Dataset excerpts:
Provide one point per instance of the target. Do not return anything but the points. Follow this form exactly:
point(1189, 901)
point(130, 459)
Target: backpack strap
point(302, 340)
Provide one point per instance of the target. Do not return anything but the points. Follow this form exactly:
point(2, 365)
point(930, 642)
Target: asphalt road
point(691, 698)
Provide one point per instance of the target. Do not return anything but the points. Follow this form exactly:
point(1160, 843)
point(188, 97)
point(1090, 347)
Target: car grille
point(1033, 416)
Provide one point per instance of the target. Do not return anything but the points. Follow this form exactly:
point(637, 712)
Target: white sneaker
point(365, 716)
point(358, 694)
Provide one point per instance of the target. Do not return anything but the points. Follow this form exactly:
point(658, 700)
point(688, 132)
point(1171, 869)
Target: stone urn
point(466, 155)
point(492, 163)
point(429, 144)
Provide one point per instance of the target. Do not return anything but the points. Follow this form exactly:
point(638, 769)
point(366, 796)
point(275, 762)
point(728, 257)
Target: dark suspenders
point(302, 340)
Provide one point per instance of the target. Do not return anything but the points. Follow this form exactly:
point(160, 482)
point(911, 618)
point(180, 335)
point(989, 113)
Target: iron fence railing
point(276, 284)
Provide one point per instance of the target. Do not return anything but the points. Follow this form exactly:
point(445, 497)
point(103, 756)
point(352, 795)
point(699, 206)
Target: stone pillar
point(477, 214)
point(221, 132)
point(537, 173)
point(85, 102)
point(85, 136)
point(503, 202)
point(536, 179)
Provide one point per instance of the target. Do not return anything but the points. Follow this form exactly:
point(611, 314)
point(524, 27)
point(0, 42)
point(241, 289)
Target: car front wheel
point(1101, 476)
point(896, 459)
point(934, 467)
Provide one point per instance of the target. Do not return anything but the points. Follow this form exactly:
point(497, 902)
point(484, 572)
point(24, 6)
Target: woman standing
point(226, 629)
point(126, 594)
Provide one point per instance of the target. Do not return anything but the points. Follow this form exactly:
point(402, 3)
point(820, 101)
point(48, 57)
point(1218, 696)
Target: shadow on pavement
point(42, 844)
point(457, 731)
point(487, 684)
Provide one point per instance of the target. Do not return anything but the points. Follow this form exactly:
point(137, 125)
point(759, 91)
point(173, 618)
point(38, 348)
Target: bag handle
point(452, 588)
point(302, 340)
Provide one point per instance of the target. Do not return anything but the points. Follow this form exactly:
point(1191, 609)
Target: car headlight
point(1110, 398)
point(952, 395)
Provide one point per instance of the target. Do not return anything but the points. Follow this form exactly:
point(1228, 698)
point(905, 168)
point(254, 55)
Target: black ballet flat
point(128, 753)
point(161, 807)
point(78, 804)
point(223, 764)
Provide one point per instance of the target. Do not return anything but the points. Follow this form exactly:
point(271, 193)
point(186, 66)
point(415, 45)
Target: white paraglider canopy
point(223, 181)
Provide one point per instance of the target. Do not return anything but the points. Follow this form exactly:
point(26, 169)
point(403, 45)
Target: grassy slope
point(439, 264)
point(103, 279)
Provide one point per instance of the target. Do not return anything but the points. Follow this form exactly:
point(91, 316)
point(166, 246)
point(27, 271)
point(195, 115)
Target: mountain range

Problem to work on: In the listing above, find the line containing "Target: shadow on pavement" and the line containing "point(38, 348)", then repeat those two lines and everything between them exactly.

Your solution:
Target: shadow on pavement
point(42, 844)
point(457, 731)
point(487, 684)
Provide one point per instance of the target. Do not return anything but the points. Follow this form exactly:
point(137, 125)
point(759, 91)
point(173, 618)
point(38, 348)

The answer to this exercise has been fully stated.